Dutch populist politician Geert Wilders released on Thursday his video comparing the threat of Islam in Europe to the fascism that triggered World War II. The film calls for Europeans to put a stop to what he alleges is the Islamization of Western Europe caused by mass immigration from Turkey, North Africa and the Middle East.
It's a kind of rhetoric that would have been impossible in the Netherlands little more than a decade ago -- a country long known abroad as a kind of overgrown Berkeley, a bastion of 1960s idealism. Cops looked the other way as coffee shops sold soft drugs, it became one of the first countries to adopt same-sex marriages and the peaceful co-existence of Dutch society with its immigrants, many of the Muslim, seemed exemplary.
Until the late 1990s, questioning the success of the Netherland's multiculturalism would have been political suicide. But slowly people began to look more critically at immigrant communities, especially Muslims who often lived in ghettos and were connected back to their home culture by satellite dish -- connected in ways some believed would undermine the Dutch way of life. Populist politicians like Pim Fortuyn and Geert Wilders began loudly denouncing Islam. Their messages got a boost when anti-Islam politician Ayaan Hirsi Ali, together with filmmaker Theo van Gogh, created the film "Submission," which condemned Islams treatment of women.
The 9/11 terrorist attacks helped give license to more open and hostile dialogue in the Dutch integration debate, but the issue exploded following van Gogh's murder by the radicalized son of Moroccan immigrants in 2004. It forced both Wilders and Hirsi Ali into hiding. Today they have 24-hour police protection and spend much of their time in hiding. Every word they utter is closely followed by the press in the Netherlands and across Europe.
As an academic and prominent chronicler of Dutch affairs, Ian Buruma wrote about the political flux in the Netherlands leading up to van Gogh's murder and documented the open debate that ensued in his book, "Murder in Amsterdam: The Death of Theo van Gogh and the Limits of Tolerance." SPIEGEL ONLINE interviewed Buruma just prior to the release of "Fitna" about Wilders, the rise of populist politics in Holland and shifting attitudes about Muslim immigrants.
SPIEGEL: Geert Wilders is set to release the Islam-critical film "Fitna." Afghan protestors have already burned Dutch flags in demonstrations against a film before its release. Do you think it will provoke the kind of response we saw in the Danish caricature scandal?
Buruma: My instinct is that it will be anti-climactic because the build-up has been so enormous. This film would have to contain some pretty raw meat for people to actually be shocked by it. Besides, it won't be widely disseminated other than on the Internet, where one can already find plenty of offensive things.
SPIEGEL: Who is Wilders' directing his film at? Is he aiming his attack at what you describe in your writings as Holland's "dish cities" -- Muslim enclaves where residents are wired back to their home countries via satellite TV and the Internet?

▸ **Data supplied**:
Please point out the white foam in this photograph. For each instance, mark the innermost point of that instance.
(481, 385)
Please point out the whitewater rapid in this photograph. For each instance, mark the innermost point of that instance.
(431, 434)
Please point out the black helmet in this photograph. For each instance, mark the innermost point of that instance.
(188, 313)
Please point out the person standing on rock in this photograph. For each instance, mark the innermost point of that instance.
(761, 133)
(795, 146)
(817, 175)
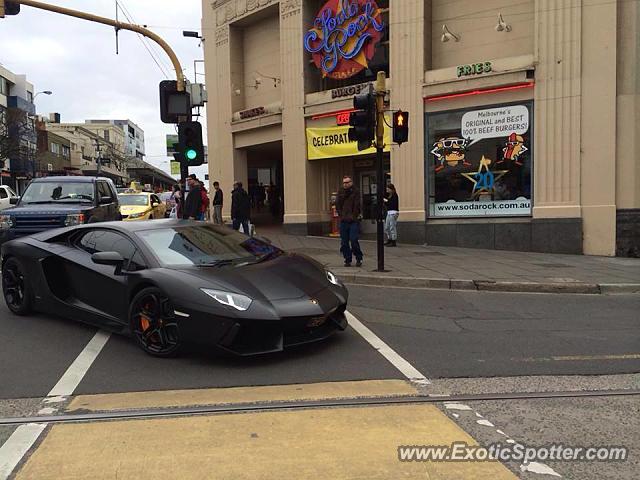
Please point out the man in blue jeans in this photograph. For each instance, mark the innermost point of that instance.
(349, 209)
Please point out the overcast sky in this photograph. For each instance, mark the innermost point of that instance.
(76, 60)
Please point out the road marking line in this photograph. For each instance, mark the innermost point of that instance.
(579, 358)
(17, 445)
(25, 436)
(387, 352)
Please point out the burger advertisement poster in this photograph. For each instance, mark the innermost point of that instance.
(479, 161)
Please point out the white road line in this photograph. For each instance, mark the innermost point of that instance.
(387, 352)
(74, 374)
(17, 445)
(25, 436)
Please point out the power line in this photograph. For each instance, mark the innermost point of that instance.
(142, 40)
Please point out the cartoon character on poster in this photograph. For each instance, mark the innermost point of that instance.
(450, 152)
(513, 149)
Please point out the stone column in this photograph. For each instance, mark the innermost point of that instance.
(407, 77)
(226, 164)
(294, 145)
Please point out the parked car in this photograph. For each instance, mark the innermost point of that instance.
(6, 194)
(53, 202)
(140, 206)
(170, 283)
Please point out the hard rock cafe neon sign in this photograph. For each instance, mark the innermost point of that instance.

▸ **Required action 1**:
Answer the following from the article on Geert Wilders.
(a) In what year was Theo van Gogh murdered?
(b) What was the title of the film that Ayaan Hirsi Ali created with Theo van Gogh?
(c) According to Buruma, where will "Fitna" be widely disseminated?
▸ **Required action 2**: Continue the article on Geert Wilders from its last line onward.

▸ **Answer section 1**:
(a) 2004
(b) "Submission"
(c) On the Internet

▸ **Answer section 2**:
Buruma: He's not directing this at Muslims, but rather at the Dutch in general to make his point about the dangers of Islam. The fact that he tried to get it shown on Danish TV when he failed to get it shown on Dutch television, though, shows that he is also thinking across borders.
SPIEGEL: Still, the Netherlands' Muslim community has been under extremely close scrutiny in the wake of the van Gogh killing. Could "Fitna" create an explosive situation domestically?
Buruma: The reaction in Holland isn't going to be the most dramatic, and that was true of the Danish cartoons, too. Back then, European Muslims only got fired up once governments in the Middle East orchestrated demonstrations on the streets in countries where the cartoons had never been seen. In this case, too, I expect all the trouble to happen in places where it will deliberately be used for political reasons. I don't think there will be a major reaction amongst Muslims in Holland or elsewhere in Europe.
SPIEGEL: Some argue Wilders' film should be banned by the government rather than risk provoking an international crisis or additional politically motivated deaths in Holland.
Buruma: That would be inappropriate, given that we live in a free country and no one has seen it yet.
SPIEGEL: But where do you draw the line between the right to free speech and showing the appropriate level of sensitivity to a major world religion?
Buruma: It is not true that free speech is absolute. There are certain rules people observe in civilized social intercourse that are not necessarily covered by law. People in any civilized country no longer talk about "Yids" and "niggers," either, even if those terms aren't always explicitly prohibited by law. But unless you can prove that Wilders film is a deliberate incitement of hatred or violence, I don't think there are grounds for banning it.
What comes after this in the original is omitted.